• PROBLEM DETAILS: Rewrite the hot yoga passage starting at "Endorphins, Focus, and" and ending at "a hot environment.", with "corpse pose" in place of "savasana".

• QUOTED PASSAGE:

I’ll admit, the first time I considered going to hot yoga I was a bit terrified. I wasn’t (and still wouldn’t consider myself) a Yogi, so I couldn’t even picture doing a yoga class in a hot room. How hot was it anyway? Isn’t it miserable working out in the heat? It wasn’t “love at first class”, but it was definitely something that grew within the first 30 days of an unlimited offer.
I recommend starting in a basic class and then explore other variations – just because you weren’t a fan of the first class does not mean hot yoga is not for you. Look for introductory offers to get a real feel for the studio and try out multiple instructors. If you are looking for a recommendation, Modo Yoga is my studio of choice and has locations in the US, Canada, and other select cities (Paris FR and Sydney AUS) and growing. Here are some other tips when trying out hot yoga.
There are different types of hot yoga
I’m admittedly not a yogi, but that being said, I have tried all different variations of hot yoga: Bikram, vinyasa, yin(/yang), power yoga with weights, hip-hop “flow on your own” vinyasa, Hot HIIT, etc. Without a doubt, you need to find the right studio and the right pace for you, which might take a few tries. Bikram was too militaristic (and I couldn’t get behind his story), Hot HIIT was too much quick movement for a hot room, and I learned I was not a fan of flow on your own or adding weights. For me, discovering a hot vinyasa studio (with a mix of some yin) in a studio with motivating but not overly spiritual instructors was perfect.
Endorphins, Focus, and Accomplishment
Being in a hot room can sometimes give you a natural rush, especially during savasana. Some people call this the “hot yoga high”. This occurs when you work out (and feel it – will be more intense than a normal yoga class) with the help of the heat, and then gradually move into a relaxed state. The focus you feel in your movement is only amplified by the heat. There are also more feelings of accomplishment (for me at least) than if I were to have done a regular yoga class because I am always putting in my maximum effort in a hot environment.

Records
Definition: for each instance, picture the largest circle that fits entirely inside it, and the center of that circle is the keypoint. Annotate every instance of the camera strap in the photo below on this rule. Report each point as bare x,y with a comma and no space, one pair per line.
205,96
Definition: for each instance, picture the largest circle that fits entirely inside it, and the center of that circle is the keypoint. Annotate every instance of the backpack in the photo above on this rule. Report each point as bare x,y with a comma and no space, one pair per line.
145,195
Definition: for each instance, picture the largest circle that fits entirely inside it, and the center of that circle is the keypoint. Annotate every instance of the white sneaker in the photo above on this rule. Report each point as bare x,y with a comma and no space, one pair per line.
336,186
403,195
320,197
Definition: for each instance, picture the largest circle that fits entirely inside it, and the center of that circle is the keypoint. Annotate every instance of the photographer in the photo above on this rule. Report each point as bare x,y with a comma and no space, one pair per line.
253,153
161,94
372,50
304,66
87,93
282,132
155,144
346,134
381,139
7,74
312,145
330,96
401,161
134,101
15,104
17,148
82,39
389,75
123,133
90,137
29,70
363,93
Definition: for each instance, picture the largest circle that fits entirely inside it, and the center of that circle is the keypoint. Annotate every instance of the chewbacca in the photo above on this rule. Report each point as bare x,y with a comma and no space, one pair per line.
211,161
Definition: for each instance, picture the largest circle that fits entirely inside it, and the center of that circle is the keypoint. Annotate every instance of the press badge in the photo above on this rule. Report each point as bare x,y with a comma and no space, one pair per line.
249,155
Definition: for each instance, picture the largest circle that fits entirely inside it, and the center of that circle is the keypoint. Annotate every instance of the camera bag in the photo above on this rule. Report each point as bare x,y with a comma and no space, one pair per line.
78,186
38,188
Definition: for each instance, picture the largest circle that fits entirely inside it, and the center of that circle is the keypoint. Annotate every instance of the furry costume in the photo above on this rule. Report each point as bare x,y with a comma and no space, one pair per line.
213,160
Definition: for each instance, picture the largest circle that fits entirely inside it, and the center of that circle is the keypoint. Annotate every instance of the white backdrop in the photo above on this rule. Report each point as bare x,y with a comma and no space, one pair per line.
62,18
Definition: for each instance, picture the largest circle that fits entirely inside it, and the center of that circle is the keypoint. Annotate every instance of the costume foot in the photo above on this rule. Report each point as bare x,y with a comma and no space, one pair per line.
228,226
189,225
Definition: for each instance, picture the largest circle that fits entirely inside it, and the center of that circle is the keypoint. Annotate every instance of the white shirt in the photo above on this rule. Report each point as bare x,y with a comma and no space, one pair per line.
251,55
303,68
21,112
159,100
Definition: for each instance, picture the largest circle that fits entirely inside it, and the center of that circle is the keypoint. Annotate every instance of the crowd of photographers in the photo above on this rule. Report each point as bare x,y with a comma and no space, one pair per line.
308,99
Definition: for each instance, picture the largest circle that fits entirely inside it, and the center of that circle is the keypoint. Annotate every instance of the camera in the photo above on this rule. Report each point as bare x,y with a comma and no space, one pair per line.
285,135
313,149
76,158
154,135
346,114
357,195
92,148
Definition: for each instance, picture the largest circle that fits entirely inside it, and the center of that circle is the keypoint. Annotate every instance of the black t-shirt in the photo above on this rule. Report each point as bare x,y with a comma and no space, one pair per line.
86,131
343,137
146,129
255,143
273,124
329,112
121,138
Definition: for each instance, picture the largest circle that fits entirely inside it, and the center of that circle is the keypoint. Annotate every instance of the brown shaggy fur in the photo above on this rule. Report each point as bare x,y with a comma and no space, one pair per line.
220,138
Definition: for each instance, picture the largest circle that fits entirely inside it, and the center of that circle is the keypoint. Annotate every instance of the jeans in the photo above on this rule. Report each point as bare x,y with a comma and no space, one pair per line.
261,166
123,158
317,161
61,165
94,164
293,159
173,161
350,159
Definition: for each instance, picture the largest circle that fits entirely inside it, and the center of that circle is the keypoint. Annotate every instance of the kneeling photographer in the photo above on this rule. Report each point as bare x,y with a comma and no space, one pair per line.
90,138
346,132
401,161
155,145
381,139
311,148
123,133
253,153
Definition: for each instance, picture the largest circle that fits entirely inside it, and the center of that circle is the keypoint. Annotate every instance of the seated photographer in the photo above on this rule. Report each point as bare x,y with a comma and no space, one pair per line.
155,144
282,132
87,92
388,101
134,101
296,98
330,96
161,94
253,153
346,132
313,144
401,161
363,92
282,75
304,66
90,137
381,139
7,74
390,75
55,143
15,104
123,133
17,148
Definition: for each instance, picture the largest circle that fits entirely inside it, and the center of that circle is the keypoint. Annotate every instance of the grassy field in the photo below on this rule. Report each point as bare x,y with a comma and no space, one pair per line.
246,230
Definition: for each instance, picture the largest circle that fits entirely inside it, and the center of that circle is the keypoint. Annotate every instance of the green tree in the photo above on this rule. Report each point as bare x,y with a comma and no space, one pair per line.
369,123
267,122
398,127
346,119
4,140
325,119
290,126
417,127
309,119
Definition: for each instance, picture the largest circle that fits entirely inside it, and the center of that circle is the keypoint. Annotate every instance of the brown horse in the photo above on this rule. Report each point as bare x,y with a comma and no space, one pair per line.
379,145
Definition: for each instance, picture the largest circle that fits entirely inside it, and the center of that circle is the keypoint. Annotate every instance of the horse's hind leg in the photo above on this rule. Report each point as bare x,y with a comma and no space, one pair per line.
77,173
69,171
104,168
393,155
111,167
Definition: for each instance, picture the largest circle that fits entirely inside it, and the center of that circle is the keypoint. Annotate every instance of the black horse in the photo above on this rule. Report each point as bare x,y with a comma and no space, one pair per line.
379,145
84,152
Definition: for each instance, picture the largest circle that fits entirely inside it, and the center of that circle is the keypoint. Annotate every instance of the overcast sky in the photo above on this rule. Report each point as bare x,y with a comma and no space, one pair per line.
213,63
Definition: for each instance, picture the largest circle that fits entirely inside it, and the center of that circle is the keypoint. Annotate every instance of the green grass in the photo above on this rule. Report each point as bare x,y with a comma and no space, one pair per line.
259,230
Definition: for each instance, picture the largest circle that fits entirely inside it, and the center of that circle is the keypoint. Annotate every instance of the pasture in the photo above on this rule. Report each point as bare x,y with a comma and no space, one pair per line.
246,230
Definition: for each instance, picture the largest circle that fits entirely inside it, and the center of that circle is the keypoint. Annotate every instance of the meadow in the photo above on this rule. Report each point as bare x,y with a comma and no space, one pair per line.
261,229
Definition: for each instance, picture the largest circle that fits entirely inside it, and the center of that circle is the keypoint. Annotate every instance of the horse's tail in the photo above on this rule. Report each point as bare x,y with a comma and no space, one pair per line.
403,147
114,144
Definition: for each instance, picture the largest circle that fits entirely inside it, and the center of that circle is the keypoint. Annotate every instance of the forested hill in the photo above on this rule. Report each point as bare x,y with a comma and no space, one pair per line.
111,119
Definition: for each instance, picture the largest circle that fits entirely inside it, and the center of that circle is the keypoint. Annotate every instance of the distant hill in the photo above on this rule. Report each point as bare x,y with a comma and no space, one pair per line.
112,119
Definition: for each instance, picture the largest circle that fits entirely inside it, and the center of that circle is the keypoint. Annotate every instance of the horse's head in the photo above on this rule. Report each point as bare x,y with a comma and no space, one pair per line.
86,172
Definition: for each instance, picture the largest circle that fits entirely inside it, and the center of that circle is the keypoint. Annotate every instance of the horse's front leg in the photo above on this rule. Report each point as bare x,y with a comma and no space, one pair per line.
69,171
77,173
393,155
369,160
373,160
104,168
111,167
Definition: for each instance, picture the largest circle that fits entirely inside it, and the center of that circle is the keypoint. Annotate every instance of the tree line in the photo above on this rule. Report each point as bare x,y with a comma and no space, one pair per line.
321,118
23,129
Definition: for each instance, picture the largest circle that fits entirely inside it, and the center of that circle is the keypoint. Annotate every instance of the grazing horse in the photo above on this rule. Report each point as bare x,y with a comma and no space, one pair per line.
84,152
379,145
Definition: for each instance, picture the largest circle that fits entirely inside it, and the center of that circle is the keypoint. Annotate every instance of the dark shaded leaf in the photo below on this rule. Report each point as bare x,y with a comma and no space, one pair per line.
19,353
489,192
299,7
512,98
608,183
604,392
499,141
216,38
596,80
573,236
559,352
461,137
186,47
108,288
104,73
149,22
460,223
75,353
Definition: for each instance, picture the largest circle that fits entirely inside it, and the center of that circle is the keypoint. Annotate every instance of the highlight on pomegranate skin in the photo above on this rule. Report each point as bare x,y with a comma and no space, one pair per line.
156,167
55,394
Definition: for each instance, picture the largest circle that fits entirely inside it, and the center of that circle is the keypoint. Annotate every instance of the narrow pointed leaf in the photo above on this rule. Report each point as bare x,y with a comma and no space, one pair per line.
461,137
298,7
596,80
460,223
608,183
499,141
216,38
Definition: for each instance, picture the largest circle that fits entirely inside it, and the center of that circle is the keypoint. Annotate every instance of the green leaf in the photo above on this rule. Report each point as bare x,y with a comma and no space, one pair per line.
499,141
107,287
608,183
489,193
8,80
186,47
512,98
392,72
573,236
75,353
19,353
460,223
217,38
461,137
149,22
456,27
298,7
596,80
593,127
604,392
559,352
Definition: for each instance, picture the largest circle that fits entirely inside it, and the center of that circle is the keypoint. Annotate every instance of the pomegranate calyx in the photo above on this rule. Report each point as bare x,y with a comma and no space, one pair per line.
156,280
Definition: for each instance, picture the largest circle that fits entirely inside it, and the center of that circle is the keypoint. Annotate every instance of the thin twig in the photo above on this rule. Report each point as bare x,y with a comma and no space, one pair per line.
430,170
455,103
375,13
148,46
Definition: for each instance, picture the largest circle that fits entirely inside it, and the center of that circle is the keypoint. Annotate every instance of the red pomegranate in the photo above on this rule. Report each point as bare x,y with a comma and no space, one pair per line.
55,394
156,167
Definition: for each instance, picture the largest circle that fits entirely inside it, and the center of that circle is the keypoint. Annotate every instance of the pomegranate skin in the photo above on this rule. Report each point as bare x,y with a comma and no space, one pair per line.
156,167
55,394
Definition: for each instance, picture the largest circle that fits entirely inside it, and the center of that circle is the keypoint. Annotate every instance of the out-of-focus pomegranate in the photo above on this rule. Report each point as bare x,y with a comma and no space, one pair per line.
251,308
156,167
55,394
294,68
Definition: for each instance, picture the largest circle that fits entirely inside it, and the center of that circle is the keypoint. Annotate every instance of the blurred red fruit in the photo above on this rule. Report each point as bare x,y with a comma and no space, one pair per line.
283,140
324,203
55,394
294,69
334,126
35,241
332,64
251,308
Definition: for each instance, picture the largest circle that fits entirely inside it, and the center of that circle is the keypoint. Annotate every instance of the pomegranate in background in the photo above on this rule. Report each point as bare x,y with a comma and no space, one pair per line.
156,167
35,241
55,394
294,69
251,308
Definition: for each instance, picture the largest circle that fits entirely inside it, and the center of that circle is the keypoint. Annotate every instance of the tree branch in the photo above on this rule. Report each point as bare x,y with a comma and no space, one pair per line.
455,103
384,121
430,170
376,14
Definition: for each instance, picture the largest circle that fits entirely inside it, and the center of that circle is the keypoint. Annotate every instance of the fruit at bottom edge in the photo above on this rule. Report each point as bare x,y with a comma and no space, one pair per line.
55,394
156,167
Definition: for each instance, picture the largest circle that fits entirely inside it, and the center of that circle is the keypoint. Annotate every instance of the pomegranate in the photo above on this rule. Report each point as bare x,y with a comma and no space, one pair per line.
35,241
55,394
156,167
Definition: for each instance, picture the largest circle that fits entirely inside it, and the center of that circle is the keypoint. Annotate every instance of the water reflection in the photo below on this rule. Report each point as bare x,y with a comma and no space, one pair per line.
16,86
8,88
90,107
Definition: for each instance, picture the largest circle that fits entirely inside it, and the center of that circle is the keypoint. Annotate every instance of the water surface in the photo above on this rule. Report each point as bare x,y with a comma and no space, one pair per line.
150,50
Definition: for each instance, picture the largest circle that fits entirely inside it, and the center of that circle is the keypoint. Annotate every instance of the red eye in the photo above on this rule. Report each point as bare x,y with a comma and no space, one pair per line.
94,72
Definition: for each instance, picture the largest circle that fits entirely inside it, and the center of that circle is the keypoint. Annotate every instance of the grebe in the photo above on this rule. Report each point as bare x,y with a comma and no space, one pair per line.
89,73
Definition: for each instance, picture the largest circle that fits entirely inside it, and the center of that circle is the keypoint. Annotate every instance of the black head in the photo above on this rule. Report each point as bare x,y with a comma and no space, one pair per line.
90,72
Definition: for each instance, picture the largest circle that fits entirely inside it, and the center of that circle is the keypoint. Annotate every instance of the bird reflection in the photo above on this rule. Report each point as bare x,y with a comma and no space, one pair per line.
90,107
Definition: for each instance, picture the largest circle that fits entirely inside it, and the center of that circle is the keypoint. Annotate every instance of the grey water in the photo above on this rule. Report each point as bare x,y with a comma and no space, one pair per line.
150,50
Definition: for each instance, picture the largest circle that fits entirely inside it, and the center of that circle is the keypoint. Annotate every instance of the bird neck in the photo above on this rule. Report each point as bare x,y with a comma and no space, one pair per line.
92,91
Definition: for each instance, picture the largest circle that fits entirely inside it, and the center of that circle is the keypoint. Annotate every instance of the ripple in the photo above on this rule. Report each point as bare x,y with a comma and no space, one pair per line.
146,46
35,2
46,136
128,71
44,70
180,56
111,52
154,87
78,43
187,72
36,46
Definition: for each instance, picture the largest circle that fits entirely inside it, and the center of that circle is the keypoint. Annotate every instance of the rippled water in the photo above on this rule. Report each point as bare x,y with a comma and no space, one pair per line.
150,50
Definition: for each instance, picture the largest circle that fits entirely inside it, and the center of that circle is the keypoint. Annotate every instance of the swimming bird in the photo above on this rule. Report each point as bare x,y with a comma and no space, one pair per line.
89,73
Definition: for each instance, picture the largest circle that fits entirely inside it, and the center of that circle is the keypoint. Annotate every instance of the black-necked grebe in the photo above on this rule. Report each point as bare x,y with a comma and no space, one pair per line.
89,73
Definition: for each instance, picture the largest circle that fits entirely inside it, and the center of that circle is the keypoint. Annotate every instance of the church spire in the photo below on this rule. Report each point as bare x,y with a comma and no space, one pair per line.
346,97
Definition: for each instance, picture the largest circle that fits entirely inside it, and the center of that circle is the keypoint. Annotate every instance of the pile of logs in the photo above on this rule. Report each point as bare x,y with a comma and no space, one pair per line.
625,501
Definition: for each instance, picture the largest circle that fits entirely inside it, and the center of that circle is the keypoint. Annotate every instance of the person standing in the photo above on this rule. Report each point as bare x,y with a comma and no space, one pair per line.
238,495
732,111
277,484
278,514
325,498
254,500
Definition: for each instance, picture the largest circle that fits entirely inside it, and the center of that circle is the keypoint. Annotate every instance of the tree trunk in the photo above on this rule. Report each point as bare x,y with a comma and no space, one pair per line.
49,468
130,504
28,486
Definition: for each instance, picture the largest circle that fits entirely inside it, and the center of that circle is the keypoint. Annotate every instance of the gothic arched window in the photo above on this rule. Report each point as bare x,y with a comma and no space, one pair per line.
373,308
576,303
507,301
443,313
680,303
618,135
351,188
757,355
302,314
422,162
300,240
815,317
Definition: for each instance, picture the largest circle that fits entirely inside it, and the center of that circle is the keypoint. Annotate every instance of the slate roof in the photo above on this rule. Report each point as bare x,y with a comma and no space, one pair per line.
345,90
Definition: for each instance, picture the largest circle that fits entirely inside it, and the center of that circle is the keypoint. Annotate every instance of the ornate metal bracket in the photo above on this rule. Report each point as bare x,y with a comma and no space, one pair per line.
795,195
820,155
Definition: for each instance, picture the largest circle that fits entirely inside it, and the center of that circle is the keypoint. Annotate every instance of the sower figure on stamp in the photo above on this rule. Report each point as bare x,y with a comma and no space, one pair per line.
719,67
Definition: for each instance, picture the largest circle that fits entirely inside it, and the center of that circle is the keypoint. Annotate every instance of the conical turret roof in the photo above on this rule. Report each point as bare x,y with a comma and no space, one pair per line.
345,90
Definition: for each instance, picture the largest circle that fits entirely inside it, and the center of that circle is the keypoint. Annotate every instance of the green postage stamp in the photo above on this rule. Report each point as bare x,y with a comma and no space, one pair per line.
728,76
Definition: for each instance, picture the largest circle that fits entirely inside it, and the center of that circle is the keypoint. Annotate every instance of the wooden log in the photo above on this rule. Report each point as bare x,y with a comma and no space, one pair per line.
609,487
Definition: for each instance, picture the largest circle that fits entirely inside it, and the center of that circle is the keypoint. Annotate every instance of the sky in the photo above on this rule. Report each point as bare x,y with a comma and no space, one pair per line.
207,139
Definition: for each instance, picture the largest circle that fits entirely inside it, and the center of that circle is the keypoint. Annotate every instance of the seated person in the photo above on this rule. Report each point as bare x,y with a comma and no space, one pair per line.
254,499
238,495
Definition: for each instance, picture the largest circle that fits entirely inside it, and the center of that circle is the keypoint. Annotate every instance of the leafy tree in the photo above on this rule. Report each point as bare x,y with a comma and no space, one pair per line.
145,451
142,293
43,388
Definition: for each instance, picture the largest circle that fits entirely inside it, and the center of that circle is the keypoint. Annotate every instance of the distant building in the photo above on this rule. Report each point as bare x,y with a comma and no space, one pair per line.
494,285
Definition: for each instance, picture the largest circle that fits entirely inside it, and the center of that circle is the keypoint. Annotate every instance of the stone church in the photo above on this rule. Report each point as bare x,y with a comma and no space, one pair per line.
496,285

• TASK OUTPUT:
Endorphins, Focus, and Accomplishment
Being in a hot room can sometimes give you a natural rush, especially during corpse pose. Some people call this the “hot yoga high”. This occurs when you work out (and feel it – will be more intense than a normal yoga class) with the help of the heat, and then gradually move into a relaxed state. The focus you feel in your movement is only amplified by the heat. There are also more feelings of accomplishment (for me at least) than if I were to have done a regular yoga class because I am always putting in my maximum effort in a hot environment.